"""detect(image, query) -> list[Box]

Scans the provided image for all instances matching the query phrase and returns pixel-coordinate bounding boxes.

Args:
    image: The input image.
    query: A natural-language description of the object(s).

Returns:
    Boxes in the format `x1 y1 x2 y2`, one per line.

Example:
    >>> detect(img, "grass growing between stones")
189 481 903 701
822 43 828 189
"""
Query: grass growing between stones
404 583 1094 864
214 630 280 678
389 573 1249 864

○ ○ ○ ○ ○

Stated task:
Copy every row above, keeping each character unchanged.

Response to this task:
"""detect(image, query) -> list[Box]

Scans the provided image for all instances matching the query phrase and returns pixel-coordinate bounding boxes.

Args:
    image: The input image.
    query: A natural-language description of the object(s).

Returns:
    Boxes in the format `x1 y1 x2 y2`, one per line.

Example:
    >>> detect(img, "grass growing between stones")
189 481 903 701
822 43 828 189
"""
Query: grass growing between stones
404 583 1094 864
214 630 280 678
389 573 1249 864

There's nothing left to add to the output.